> [Selected text]
[Begin]

This:
#include <iostream>
#include <sstream>
#include <inttypes.h>
using namespace std;
int main (void) {
istringstream iss("123 42");
int8_t x;
while (iss >> x) {
cout << x << endl;
}
return 0;
}
Produces:
1
2
3
4
2
But I want:
123
42
Casting iss >> (int)x
(I initially tried this with a char
) gives me "error: invalid operands to binary expression ('istringstream' (aka 'basic_istringstream') and 'int')" (clang) or "error: ambiguous overload for ‘operator>>’" (g++).
Is there a way to read the value as a number directly into an 8-bit type, or do I have to use an intermediary store?
You have to use an intermediate type or do the parsing yourself. All char-types (char, signed char and unsigned char) are treated as text elements, not integers. int8_t is probably just a typedef for one of them, which is why your code fails.
Note:
- The output will suffer from the same issues.
- Don't use C-style casts, they almost only cause errors.
- Checking for EOF before an input operation is useless, you need to check for failure afterwards instead.
There is no built-in 8-bit type; you're using an alias for signed char
and IOStreams will always extract a single ASCII letter when you do formatted input into any kind of char
.
So, yes, use an intermediary store, or wrap int8_t
in a new class that provides its own overloads for formatted I/O (which I'd consider overkill unless you have strict memory and/or performance requirements).
(Your attempt of iss >> (int)x
is very confused; conversions are used on expressions you're about to take the value of, not for lvalues naming objects that you want to set the value of.)
The fundamental problem is that int8_t
is normally (apparently including your case) something like: typedef char int8_t;
. For better or worse, iostreams provide overloads for char
that assume the content is a character instead of a number.

[End]

> [Material provided]

[Begin]

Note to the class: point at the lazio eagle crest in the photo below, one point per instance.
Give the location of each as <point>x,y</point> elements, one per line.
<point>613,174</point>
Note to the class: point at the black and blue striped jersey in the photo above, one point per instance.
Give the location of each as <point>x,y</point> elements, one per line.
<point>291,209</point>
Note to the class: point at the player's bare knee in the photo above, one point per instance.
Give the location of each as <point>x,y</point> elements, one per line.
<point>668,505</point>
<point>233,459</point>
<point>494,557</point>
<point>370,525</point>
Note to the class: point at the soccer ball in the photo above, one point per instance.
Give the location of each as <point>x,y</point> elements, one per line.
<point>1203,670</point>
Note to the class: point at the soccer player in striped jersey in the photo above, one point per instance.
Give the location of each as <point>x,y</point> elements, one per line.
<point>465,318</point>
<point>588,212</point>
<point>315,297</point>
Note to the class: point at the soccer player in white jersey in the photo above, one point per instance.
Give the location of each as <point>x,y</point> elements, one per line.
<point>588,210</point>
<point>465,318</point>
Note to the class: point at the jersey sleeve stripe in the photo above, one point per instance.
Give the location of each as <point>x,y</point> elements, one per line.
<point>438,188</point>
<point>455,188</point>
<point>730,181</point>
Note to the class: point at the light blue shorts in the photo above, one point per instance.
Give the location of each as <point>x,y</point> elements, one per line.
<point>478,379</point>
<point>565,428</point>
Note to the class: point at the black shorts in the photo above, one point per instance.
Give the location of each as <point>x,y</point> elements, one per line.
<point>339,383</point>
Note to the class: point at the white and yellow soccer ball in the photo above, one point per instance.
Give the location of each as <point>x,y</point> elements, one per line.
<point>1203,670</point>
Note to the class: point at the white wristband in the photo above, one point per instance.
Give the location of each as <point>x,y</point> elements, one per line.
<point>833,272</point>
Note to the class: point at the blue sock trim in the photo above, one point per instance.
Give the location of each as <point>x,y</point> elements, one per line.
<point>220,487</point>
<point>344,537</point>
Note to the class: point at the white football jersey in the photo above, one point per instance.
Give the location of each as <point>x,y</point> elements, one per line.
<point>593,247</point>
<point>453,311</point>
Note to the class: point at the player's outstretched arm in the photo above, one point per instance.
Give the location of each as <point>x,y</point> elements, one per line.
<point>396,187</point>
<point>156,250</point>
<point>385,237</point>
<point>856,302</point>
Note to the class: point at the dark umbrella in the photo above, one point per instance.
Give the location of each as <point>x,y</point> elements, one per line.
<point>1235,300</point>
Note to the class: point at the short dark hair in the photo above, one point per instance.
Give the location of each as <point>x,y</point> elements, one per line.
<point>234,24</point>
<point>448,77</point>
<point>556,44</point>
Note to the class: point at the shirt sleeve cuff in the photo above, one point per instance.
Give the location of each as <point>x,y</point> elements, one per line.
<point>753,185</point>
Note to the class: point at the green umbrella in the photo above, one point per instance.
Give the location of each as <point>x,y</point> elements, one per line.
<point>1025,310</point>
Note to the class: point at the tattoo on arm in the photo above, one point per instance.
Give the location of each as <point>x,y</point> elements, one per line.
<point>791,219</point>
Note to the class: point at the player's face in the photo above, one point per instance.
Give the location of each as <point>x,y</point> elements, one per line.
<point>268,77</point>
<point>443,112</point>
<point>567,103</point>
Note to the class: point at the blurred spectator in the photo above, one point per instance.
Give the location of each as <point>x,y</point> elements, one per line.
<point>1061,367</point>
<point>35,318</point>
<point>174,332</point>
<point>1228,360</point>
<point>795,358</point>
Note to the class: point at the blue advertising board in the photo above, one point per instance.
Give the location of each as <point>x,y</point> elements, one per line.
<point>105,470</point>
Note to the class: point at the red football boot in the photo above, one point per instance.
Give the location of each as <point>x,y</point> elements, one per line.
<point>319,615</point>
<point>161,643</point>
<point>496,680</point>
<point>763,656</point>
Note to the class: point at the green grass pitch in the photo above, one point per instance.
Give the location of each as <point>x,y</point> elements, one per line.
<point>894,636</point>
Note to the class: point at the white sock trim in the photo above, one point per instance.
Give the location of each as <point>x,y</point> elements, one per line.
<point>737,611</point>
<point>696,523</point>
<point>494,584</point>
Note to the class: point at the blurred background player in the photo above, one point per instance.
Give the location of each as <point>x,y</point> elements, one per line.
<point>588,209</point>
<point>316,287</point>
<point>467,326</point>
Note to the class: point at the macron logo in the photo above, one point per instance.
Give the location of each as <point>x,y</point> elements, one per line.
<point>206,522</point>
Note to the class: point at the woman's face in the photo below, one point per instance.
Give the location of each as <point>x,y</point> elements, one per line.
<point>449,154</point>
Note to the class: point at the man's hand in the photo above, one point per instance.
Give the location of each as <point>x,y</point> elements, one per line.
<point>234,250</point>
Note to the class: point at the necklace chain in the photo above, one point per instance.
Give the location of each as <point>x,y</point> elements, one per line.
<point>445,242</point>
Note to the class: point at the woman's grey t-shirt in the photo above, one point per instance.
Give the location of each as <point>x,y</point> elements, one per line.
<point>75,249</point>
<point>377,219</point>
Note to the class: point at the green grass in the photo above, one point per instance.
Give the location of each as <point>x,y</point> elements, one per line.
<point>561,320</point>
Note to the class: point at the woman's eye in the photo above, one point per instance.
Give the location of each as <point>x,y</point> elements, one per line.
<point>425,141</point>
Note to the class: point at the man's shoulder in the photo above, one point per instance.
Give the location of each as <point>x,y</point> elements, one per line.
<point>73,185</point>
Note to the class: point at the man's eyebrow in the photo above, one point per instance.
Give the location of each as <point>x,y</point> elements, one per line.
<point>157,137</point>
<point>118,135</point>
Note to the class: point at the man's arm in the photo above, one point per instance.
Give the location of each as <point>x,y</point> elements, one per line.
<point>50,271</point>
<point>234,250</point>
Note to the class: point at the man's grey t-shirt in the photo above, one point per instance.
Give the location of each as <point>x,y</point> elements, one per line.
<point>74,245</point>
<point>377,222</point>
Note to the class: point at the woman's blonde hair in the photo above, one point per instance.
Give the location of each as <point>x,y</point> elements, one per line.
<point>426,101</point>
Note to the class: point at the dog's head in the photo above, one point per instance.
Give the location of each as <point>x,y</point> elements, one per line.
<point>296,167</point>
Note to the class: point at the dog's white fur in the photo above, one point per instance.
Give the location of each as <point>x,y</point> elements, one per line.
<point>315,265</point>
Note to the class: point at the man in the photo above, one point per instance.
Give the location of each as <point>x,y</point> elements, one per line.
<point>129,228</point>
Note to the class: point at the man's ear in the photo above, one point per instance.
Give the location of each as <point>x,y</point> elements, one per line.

[End]

> [Written tasks]
A – Answer these questions from the text on reading numbers into int8_t:
(i) What output does the program print for the input string "123 42"?
(ii) Which three char types does the first reply say are treated as text elements rather than integers?
(iii) What error message does g++ report for the cast attempt?
B – In the text on reading numbers into int8_t, turn the paragraph beginning "You have to use an intermediate type" into a short bulleted list that keeps its main facts.
C – Resume the text on reading numbers into int8_t, starting after its final sentence.

> [Answers to the tasks]
A –
(i) The digits 1, 2, 3, 4 and 2, each on its own line.
(ii) char, signed char and unsigned char.
(iii) "error: ambiguous overload for ‘operator>>’"

B –
- Use an intermediate type or parse the input yourself.
- All char types (char, signed char and unsigned char) are treated as text elements, not integers.
- int8_t is probably a typedef for one of them, which is why the code fails.

C –
It's possible to avoid this, such as by defining your own class such as:
class my_int8_t {
// ...
};
In this case, you can provide your own overloads of operator>>
and operator<<
for that type (that treat the content as a number instead of a character).
Once you have that, copying the data from input to output (one number per line) is probably better done something like:
std::copy(std::istream_iterator<my_int8_t>(std::cin),
std::istream_iterator<my_int8_t>(),
std::ostream_iterator<my_int8_t>(std::cout, "\n"));
Among things, this avoids a problem in your current code with detecting the end of file correctly.
#include <iostream>
#include <string>
#include <sstream>
using namespace std;
typedef unsigned char uint8_t;
class exstringstream : public stringstream
{
public:
exstringstream(const string& s)
:stringstream(s)
{
}
friend exstringstream& operator >> (exstringstream&, uint8_t& t);
};
exstringstream& operator >> (exstringstream& ss, uint8_t& t)
{
unsigned int val;
stringstream& s = ss;
s >> val;
t = static_cast<uint8_t>(val);
return ss;
}
int main()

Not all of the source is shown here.